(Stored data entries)
□ □ □ □ □ □ □
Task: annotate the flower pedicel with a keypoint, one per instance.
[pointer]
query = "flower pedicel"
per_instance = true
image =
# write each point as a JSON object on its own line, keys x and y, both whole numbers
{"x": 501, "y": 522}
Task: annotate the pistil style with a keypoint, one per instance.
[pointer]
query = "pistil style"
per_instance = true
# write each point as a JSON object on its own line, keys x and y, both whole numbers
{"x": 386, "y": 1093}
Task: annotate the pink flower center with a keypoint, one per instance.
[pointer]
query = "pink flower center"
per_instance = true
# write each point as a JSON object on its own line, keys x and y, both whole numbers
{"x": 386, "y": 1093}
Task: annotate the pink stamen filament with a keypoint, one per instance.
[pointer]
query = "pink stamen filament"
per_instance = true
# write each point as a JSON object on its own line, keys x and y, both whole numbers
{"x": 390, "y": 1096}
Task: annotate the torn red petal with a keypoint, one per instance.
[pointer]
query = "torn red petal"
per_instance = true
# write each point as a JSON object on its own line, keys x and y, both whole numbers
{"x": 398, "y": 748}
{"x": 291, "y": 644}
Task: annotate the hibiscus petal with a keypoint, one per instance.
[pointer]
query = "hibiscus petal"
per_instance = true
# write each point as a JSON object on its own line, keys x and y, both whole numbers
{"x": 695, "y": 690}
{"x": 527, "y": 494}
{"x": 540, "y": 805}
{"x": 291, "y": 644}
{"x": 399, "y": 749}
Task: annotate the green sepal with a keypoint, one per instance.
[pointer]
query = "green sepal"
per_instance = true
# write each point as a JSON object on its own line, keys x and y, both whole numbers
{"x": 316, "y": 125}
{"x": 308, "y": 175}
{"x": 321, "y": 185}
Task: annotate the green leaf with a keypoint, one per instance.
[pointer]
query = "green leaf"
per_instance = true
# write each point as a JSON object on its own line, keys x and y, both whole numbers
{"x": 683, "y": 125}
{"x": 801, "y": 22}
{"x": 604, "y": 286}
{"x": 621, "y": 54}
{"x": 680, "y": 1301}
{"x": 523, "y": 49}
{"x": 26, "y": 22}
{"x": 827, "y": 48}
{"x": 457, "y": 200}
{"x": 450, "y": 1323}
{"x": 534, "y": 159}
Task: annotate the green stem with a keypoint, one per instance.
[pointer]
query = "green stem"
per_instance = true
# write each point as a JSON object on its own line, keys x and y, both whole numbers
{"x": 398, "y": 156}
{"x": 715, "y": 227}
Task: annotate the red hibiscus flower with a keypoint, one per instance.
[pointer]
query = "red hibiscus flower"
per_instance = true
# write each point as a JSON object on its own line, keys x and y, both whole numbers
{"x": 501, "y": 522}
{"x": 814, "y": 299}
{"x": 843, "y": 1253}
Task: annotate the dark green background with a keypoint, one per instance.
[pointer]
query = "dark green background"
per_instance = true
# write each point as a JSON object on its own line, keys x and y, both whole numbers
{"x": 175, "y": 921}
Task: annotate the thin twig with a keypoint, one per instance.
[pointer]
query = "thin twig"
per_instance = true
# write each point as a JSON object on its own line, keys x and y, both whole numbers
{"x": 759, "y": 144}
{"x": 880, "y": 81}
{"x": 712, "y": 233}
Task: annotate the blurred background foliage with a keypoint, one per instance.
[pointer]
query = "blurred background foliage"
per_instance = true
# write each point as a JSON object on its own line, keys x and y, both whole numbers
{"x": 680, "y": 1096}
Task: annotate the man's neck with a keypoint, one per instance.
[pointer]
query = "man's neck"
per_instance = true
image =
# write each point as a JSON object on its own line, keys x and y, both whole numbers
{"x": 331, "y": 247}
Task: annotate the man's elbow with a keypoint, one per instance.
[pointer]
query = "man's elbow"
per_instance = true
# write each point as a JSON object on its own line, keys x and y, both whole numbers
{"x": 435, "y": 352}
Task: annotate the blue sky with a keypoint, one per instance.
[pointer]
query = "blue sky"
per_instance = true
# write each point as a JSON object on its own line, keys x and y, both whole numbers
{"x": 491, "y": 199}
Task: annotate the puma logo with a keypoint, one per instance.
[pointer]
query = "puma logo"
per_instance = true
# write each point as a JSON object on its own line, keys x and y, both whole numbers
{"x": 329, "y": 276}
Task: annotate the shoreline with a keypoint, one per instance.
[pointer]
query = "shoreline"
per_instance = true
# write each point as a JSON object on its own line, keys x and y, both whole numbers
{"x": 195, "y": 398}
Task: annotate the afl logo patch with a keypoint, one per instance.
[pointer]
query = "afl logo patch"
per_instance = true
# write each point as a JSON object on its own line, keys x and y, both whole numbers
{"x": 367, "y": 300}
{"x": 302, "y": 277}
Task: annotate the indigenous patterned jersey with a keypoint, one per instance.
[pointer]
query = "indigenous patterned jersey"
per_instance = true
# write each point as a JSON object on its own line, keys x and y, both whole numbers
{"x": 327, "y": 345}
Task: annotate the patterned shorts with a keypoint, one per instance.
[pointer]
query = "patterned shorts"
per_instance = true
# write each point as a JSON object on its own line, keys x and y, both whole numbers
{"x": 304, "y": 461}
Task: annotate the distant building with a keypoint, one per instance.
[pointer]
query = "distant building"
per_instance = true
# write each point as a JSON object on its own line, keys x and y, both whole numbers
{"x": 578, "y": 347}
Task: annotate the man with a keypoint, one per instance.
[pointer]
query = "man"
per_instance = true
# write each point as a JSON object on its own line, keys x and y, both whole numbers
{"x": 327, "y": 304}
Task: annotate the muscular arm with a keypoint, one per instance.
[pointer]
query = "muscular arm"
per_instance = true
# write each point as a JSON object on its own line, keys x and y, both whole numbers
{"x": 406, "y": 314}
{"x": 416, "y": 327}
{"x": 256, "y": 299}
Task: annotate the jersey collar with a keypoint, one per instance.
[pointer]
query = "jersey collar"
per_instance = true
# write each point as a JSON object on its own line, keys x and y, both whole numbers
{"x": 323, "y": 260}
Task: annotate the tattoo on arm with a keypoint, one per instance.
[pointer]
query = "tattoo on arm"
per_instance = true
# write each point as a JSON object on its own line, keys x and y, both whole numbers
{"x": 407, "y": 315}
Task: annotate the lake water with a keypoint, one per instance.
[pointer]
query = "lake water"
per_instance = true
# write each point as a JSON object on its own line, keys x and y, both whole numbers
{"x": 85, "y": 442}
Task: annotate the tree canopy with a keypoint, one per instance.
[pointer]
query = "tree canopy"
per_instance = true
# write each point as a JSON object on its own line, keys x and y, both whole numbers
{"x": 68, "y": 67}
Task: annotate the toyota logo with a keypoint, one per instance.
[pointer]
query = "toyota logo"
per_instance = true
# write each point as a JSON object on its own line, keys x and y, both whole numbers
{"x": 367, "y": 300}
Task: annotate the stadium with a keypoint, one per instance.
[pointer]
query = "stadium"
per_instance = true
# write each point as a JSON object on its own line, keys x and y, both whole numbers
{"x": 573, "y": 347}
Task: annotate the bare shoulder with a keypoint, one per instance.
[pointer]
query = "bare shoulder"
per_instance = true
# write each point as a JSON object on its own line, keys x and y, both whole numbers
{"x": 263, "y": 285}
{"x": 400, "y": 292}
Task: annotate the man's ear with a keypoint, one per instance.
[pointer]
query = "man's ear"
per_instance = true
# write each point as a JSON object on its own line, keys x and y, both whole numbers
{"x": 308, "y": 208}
□ □ □ □ □ □ □
**WHAT IS EXPECTED**: Output all records exactly, with nothing added or dropped.

**EXPECTED ANSWER**:
Task: annotate the flower pedicel with a keypoint, one per instance.
[pointer]
query = "flower pedicel"
per_instance = true
image =
# write each point as a JSON object on its own line, keys x and y, both whole numbers
{"x": 501, "y": 522}
Task: annotate the pistil style with a keypoint, one per instance.
[pointer]
query = "pistil style"
per_instance = true
# write each point as a JSON object on its own line, keys x and y, both whole numbers
{"x": 386, "y": 1093}
Task: annotate the pink flower center with a keypoint, one per instance.
[pointer]
query = "pink flower center"
per_instance = true
# write each point as a JSON object on its own line, keys x and y, both whole numbers
{"x": 386, "y": 1093}
Task: annotate the pink stamen filament with a keypoint, one per instance.
[pointer]
query = "pink stamen filament"
per_instance = true
# write each point as a JSON object on its own line, keys x and y, both whole numbers
{"x": 390, "y": 1096}
Task: annotate the torn red petal with a keypoint, one per instance.
[pointer]
query = "torn red petal"
per_instance = true
# write each point as a JSON object on its own line, keys x and y, both whole numbers
{"x": 398, "y": 748}
{"x": 291, "y": 644}
Task: annotate the hibiscus petal with a keypoint, one per instance.
[pointer]
query = "hibiscus petal"
per_instance = true
# write each point as a JSON object on its own line, keys x and y, both whole numbers
{"x": 695, "y": 690}
{"x": 527, "y": 494}
{"x": 540, "y": 805}
{"x": 291, "y": 644}
{"x": 399, "y": 749}
Task: annotate the green sepal with a keypoint, one per instance.
[pointer]
query = "green sepal"
per_instance = true
# write each point as a JSON object on its own line, keys x and y, both whole numbers
{"x": 316, "y": 125}
{"x": 308, "y": 175}
{"x": 321, "y": 185}
Task: annotate the green leaf with a keypoint, one per instance.
[pointer]
query = "green leaf"
per_instance = true
# write each point as a JSON object on its own line, keys x and y, both whole numbers
{"x": 683, "y": 125}
{"x": 801, "y": 22}
{"x": 604, "y": 286}
{"x": 621, "y": 54}
{"x": 680, "y": 1301}
{"x": 523, "y": 49}
{"x": 26, "y": 22}
{"x": 827, "y": 48}
{"x": 457, "y": 200}
{"x": 450, "y": 1323}
{"x": 534, "y": 159}
Task: annotate the green stem with a keypoint, one per instance.
[pointer]
query = "green stem"
per_instance = true
# write each point as a JSON object on its own line, keys x and y, both whole numbers
{"x": 398, "y": 156}
{"x": 715, "y": 227}
Task: annotate the red hibiscus flower with a keypoint, one per instance.
[pointer]
query = "red hibiscus flower"
per_instance = true
# write each point as a JSON object on its own line, keys x and y, both whole numbers
{"x": 501, "y": 522}
{"x": 814, "y": 299}
{"x": 843, "y": 1253}
Task: annotate the dark green background with a keypoint, one per instance.
[pointer]
query = "dark green background"
per_instance = true
# write each point as a JSON object on its own line, keys x and y, both whole numbers
{"x": 175, "y": 921}
Task: annotate the thin twig with a keypoint, one per instance.
[pointer]
query = "thin twig"
per_instance = true
# write each point as a JSON object on its own line, keys x and y, both whole numbers
{"x": 759, "y": 144}
{"x": 880, "y": 81}
{"x": 712, "y": 233}
Task: annotate the blurred background foliage with a keypoint, one per instance.
[pointer]
query = "blurred background foliage"
per_instance = true
# write each point as a JSON object on its own line, keys x and y, both whole numbers
{"x": 680, "y": 1096}
Task: annotate the man's neck with a keypoint, one per instance.
[pointer]
query = "man's neck"
per_instance = true
image =
# write each point as a JSON object on its own line, keys x and y, both whole numbers
{"x": 331, "y": 247}
Task: annotate the man's elbow with a keypoint, one per instance.
[pointer]
query = "man's elbow"
per_instance = true
# write each point as a JSON object on its own line, keys x and y, both whole numbers
{"x": 435, "y": 352}
Task: annotate the blue sky with a keypoint, one per instance.
[pointer]
query = "blue sky"
per_instance = true
# write each point as a JSON object on its own line, keys x and y, both whole numbers
{"x": 491, "y": 199}
Task: annotate the puma logo with a keypoint, one per instance.
[pointer]
query = "puma logo"
per_instance = true
# write each point as a JSON object on its own line, keys x and y, both whole numbers
{"x": 329, "y": 276}
Task: annotate the shoreline with a keypoint, one per instance.
[pointer]
query = "shoreline"
per_instance = true
# write each point as a JSON object on its own line, keys x and y, both whole numbers
{"x": 195, "y": 398}
Task: annotate the afl logo patch with a keypoint, one per instance.
[pointer]
query = "afl logo patch"
per_instance = true
# write each point as a JSON object on its own line, keys x and y, both whole numbers
{"x": 367, "y": 300}
{"x": 302, "y": 277}
Task: annotate the indigenous patterned jersey with a keypoint, one per instance.
[pointer]
query = "indigenous patterned jersey"
per_instance = true
# write each point as a JSON object on its own line, keys x and y, both whole numbers
{"x": 327, "y": 345}
Task: annotate the patterned shorts with a keypoint, one per instance.
[pointer]
query = "patterned shorts"
per_instance = true
# write each point as a JSON object on its own line, keys x and y, both whole numbers
{"x": 304, "y": 461}
Task: annotate the distant building with a keypoint, one per instance.
[pointer]
query = "distant building"
per_instance = true
# write each point as a JSON object on its own line, keys x and y, both whole numbers
{"x": 578, "y": 347}
Task: annotate the man with a keypoint, one per instance.
[pointer]
query = "man"
per_instance = true
# write each point as a JSON object on its own line, keys x and y, both whole numbers
{"x": 327, "y": 304}
Task: annotate the muscular arm with a keypoint, one per instance.
[pointer]
query = "muscular arm"
per_instance = true
# write each point as a JSON object on its own line, keys x and y, both whole numbers
{"x": 406, "y": 314}
{"x": 416, "y": 327}
{"x": 256, "y": 299}
Task: annotate the jersey collar with a keypoint, one per instance.
[pointer]
query = "jersey collar"
per_instance = true
# write each point as a JSON object on its own line, keys x and y, both whole numbers
{"x": 323, "y": 260}
Task: annotate the tattoo on arm with a keypoint, one per instance.
[pointer]
query = "tattoo on arm"
per_instance = true
# write each point as a JSON object on its own line, keys x and y, both whole numbers
{"x": 407, "y": 315}
Task: annotate the lake water with a keypoint, one per instance.
[pointer]
query = "lake water"
per_instance = true
# write each point as a JSON object on its own line, keys x and y, both whole numbers
{"x": 85, "y": 442}
Task: annotate the tree canopy with a keypoint, one per instance.
[pointer]
query = "tree canopy"
per_instance = true
# write each point as a JSON object on its own line, keys x and y, both whole numbers
{"x": 68, "y": 67}
Task: annotate the toyota logo with a keypoint, one per instance.
[pointer]
query = "toyota logo"
per_instance = true
# write each point as a JSON object on its own line, keys x and y, both whole numbers
{"x": 367, "y": 300}
Task: annotate the stadium with a keypoint, one per instance.
[pointer]
query = "stadium"
per_instance = true
# write each point as a JSON object on its own line, keys x and y, both whole numbers
{"x": 573, "y": 347}
Task: annotate the bare shoulder with a keypoint, one per instance.
[pointer]
query = "bare shoulder"
per_instance = true
# write each point as a JSON object on its own line, keys x and y, both whole numbers
{"x": 263, "y": 285}
{"x": 400, "y": 292}
Task: annotate the man's ear with a keypoint, one per instance.
[pointer]
query = "man's ear"
per_instance = true
# write each point as a JSON object on its own line, keys x and y, both whole numbers
{"x": 308, "y": 208}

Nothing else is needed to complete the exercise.